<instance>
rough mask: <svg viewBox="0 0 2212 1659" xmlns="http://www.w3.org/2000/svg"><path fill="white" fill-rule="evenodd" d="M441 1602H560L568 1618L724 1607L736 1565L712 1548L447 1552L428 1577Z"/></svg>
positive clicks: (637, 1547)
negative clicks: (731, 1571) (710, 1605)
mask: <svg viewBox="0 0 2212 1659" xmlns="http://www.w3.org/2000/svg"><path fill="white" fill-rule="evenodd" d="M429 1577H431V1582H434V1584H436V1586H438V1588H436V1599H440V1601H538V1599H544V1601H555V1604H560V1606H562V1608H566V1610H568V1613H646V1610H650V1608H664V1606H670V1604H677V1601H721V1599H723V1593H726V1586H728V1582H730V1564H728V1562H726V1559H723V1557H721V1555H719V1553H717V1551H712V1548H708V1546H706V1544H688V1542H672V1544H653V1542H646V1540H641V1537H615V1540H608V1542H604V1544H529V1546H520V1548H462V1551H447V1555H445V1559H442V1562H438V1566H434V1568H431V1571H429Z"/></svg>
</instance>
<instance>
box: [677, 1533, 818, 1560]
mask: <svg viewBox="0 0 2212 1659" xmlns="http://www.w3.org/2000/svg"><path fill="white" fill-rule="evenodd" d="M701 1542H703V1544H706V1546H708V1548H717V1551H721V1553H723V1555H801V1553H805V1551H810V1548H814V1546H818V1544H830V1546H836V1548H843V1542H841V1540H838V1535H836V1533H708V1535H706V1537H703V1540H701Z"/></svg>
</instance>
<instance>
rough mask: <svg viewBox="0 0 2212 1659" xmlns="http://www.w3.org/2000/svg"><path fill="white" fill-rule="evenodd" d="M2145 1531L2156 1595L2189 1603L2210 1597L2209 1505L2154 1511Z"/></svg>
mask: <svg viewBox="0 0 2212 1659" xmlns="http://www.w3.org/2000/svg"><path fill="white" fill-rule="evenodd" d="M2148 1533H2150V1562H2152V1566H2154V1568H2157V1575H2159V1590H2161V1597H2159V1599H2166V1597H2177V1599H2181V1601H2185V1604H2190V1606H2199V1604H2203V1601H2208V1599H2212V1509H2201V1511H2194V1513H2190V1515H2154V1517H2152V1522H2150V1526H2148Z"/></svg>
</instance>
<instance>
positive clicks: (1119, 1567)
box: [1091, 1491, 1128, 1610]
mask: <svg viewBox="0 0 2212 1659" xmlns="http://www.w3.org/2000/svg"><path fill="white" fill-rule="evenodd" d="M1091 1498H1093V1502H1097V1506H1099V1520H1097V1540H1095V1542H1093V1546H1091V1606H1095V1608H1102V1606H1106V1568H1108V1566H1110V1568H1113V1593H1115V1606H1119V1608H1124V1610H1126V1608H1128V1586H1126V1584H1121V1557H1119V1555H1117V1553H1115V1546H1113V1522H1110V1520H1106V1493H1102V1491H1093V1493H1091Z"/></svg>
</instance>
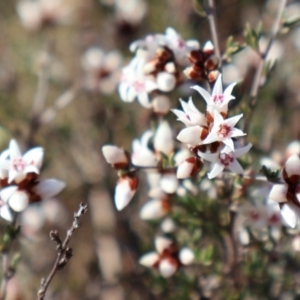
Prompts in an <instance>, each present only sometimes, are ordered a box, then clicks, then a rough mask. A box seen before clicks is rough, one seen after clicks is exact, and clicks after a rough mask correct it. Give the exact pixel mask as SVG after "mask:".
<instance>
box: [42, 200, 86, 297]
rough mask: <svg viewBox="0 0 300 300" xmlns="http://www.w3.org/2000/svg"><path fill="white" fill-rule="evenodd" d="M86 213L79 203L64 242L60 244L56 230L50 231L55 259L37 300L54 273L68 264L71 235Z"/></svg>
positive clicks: (52, 276)
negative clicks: (55, 252) (55, 256)
mask: <svg viewBox="0 0 300 300" xmlns="http://www.w3.org/2000/svg"><path fill="white" fill-rule="evenodd" d="M86 212H87V204H85V203H80V205H79V209H78V211H77V212H75V213H74V220H73V224H72V226H71V227H70V229H69V230H68V231H67V235H66V238H65V240H64V241H63V242H62V241H61V239H60V237H59V235H58V232H57V231H56V230H52V231H50V238H51V240H52V241H54V242H55V243H56V245H57V246H56V251H57V258H56V261H55V263H54V265H53V268H52V270H51V272H50V273H49V275H48V277H47V279H44V278H43V279H42V281H41V288H40V289H39V291H38V294H37V296H38V298H37V299H38V300H43V299H44V297H45V295H46V292H47V289H48V287H49V285H50V283H51V281H52V279H53V278H54V276H55V274H56V272H57V271H58V270H61V269H62V268H64V266H65V265H66V264H67V263H68V261H69V259H70V258H71V257H72V248H70V247H69V242H70V239H71V237H72V235H73V233H74V232H75V231H76V229H78V228H79V227H80V223H79V220H80V218H81V217H82V216H83V215H84V214H85V213H86Z"/></svg>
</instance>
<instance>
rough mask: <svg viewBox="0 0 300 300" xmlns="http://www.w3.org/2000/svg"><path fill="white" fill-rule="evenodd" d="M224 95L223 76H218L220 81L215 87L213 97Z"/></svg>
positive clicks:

==========

Aim of the exercise:
Could you give the listing again exactly as it stands, minus any pictures?

Solution to the exercise:
<instance>
rough mask: <svg viewBox="0 0 2212 1659" xmlns="http://www.w3.org/2000/svg"><path fill="white" fill-rule="evenodd" d="M441 1602H560L568 1618L724 1607L736 1565L712 1548L447 1552L428 1577Z"/></svg>
positive clicks: (637, 1547)
negative clicks: (731, 1571) (710, 1605)
mask: <svg viewBox="0 0 2212 1659" xmlns="http://www.w3.org/2000/svg"><path fill="white" fill-rule="evenodd" d="M429 1577H431V1582H434V1584H436V1586H438V1588H436V1599H440V1601H538V1599H544V1601H555V1604H560V1606H562V1608H566V1610H568V1613H646V1610H650V1608H664V1606H670V1604H677V1601H721V1599H723V1593H726V1586H728V1582H730V1564H728V1562H726V1559H723V1557H721V1555H719V1553H717V1551H712V1548H708V1546H706V1544H688V1542H672V1544H653V1542H646V1540H641V1537H615V1540H608V1542H604V1544H529V1546H520V1548H462V1551H447V1555H445V1559H442V1562H438V1566H434V1568H431V1571H429Z"/></svg>
</instance>
<instance>
box: [677, 1533, 818, 1560]
mask: <svg viewBox="0 0 2212 1659" xmlns="http://www.w3.org/2000/svg"><path fill="white" fill-rule="evenodd" d="M701 1542H703V1544H706V1546H708V1548H717V1551H721V1553H723V1555H801V1553H805V1551H810V1548H814V1546H818V1544H830V1546H836V1548H843V1542H841V1540H838V1535H836V1533H708V1535H706V1537H703V1540H701Z"/></svg>
</instance>
<instance>
rough mask: <svg viewBox="0 0 2212 1659" xmlns="http://www.w3.org/2000/svg"><path fill="white" fill-rule="evenodd" d="M2145 1531L2156 1595L2189 1603L2210 1597L2209 1505L2154 1511Z"/></svg>
mask: <svg viewBox="0 0 2212 1659" xmlns="http://www.w3.org/2000/svg"><path fill="white" fill-rule="evenodd" d="M2148 1533H2150V1562H2152V1566H2154V1568H2157V1575H2159V1590H2161V1597H2159V1599H2166V1597H2177V1599H2181V1601H2185V1604H2190V1606H2199V1604H2203V1601H2208V1599H2212V1509H2201V1511H2194V1513H2190V1515H2154V1517H2152V1522H2150V1526H2148Z"/></svg>
</instance>
<instance>
positive clicks: (1119, 1567)
box: [1091, 1491, 1128, 1610]
mask: <svg viewBox="0 0 2212 1659" xmlns="http://www.w3.org/2000/svg"><path fill="white" fill-rule="evenodd" d="M1091 1498H1093V1502H1097V1506H1099V1520H1097V1540H1095V1542H1093V1546H1091V1606H1095V1608H1102V1606H1106V1568H1108V1566H1110V1568H1113V1593H1115V1606H1119V1608H1124V1610H1126V1608H1128V1586H1126V1584H1121V1557H1119V1555H1117V1553H1115V1546H1113V1522H1110V1520H1106V1493H1102V1491H1093V1493H1091Z"/></svg>
</instance>
Prompts in an <instance>, each present only sometimes, are ordered a box, then clicks, then a rough mask. A box seen before clicks is rough, one seen after clicks is exact, and clicks after a rough mask correct it. Give the exact pixel mask as SVG after "mask:".
<instance>
box: [42, 200, 86, 297]
rough mask: <svg viewBox="0 0 300 300" xmlns="http://www.w3.org/2000/svg"><path fill="white" fill-rule="evenodd" d="M86 213L79 203L64 242L60 244L56 230L50 231L55 259L37 300L54 273L68 264L71 235Z"/></svg>
positive clicks: (52, 276)
negative clicks: (55, 252) (55, 256)
mask: <svg viewBox="0 0 300 300" xmlns="http://www.w3.org/2000/svg"><path fill="white" fill-rule="evenodd" d="M86 212H87V204H85V203H80V205H79V209H78V211H77V212H75V213H74V220H73V224H72V226H71V227H70V229H69V230H68V231H67V235H66V238H65V240H64V241H63V242H62V241H61V239H60V237H59V235H58V232H57V231H56V230H52V231H50V238H51V240H52V241H54V242H55V243H56V245H57V246H56V251H57V258H56V261H55V263H54V265H53V268H52V270H51V272H50V273H49V275H48V277H47V279H44V278H43V279H42V281H41V288H40V289H39V291H38V294H37V296H38V298H37V299H38V300H43V299H44V297H45V295H46V292H47V289H48V287H49V285H50V283H51V281H52V279H53V278H54V276H55V274H56V272H57V271H58V270H61V269H62V268H64V266H65V265H66V264H67V263H68V261H69V259H70V258H71V257H72V248H70V247H69V242H70V239H71V237H72V235H73V233H74V232H75V231H76V229H78V228H79V227H80V223H79V220H80V218H81V217H82V216H83V215H84V214H85V213H86Z"/></svg>
</instance>
<instance>
rough mask: <svg viewBox="0 0 300 300" xmlns="http://www.w3.org/2000/svg"><path fill="white" fill-rule="evenodd" d="M224 95L223 76H218L220 81L215 87L213 97Z"/></svg>
positive clicks:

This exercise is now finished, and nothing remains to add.